◆ Your instructions ◆
Retype only what runs from the line that contains "of the wicker" through the last line of the listing below, both lines included.

◆ Excerpted records ◆
%%

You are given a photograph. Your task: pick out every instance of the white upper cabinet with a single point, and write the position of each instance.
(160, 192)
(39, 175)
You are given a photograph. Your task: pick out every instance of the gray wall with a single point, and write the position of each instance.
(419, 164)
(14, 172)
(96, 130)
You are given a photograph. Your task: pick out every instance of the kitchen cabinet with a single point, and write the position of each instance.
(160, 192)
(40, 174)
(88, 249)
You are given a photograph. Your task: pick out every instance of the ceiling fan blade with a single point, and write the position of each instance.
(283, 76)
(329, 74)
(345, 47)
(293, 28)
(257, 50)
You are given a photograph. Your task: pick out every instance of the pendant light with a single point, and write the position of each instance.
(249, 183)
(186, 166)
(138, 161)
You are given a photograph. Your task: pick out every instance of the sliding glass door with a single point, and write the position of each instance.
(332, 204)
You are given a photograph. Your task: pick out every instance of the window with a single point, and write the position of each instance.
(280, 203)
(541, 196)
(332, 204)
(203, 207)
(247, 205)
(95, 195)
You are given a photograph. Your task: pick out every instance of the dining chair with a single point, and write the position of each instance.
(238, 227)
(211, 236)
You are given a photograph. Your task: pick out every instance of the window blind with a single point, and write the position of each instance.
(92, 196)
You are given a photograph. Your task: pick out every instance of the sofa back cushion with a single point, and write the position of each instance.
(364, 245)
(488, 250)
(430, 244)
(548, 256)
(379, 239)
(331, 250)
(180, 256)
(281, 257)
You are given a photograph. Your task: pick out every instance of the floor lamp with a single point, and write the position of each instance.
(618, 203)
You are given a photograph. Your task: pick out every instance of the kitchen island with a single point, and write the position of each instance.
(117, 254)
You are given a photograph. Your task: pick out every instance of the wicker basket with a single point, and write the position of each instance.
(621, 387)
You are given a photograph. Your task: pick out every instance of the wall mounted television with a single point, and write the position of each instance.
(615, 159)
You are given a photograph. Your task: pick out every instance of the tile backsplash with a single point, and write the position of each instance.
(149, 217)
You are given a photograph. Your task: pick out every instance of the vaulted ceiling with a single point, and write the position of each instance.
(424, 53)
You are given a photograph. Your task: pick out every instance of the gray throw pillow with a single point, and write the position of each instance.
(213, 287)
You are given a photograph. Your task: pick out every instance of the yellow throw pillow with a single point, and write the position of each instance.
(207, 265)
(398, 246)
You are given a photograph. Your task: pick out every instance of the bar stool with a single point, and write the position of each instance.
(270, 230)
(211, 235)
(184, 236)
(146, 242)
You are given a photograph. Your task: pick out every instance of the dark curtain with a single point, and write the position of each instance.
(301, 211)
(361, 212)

%%

◆ Expected answer ◆
You are given a photograph. Your task: pick out every instance of the wicker basket with a single point, and write the position of each instance.
(621, 387)
You are given a photograph. Your task: pick out every instance of the wall mounted television with a single point, and write the position of each instance.
(615, 159)
You are given a photograph. Your task: pick out every instance of the tile backsplash with a single point, and write the position of each instance.
(149, 217)
You are given a photograph. Your task: pick out every instance of the vaulted ceiling with a single point, and write the position of each instance.
(424, 53)
You are given a photograph. Your task: pick out every instance of the gray throw pillow with a single point, and write the position of each instance.
(213, 287)
You are given a photograph. Your task: pick out every instance of the yellow throw pillow with a single point, and write the position of each instance.
(207, 265)
(398, 246)
You are given a photograph. Your task: pick out every instance of the bar stool with a single point, and write the position of each instance.
(270, 230)
(211, 235)
(184, 236)
(146, 242)
You are given a photograph. Your task: pick out every instance of the dark curtain with a single point, and write the position of each instance.
(301, 211)
(361, 212)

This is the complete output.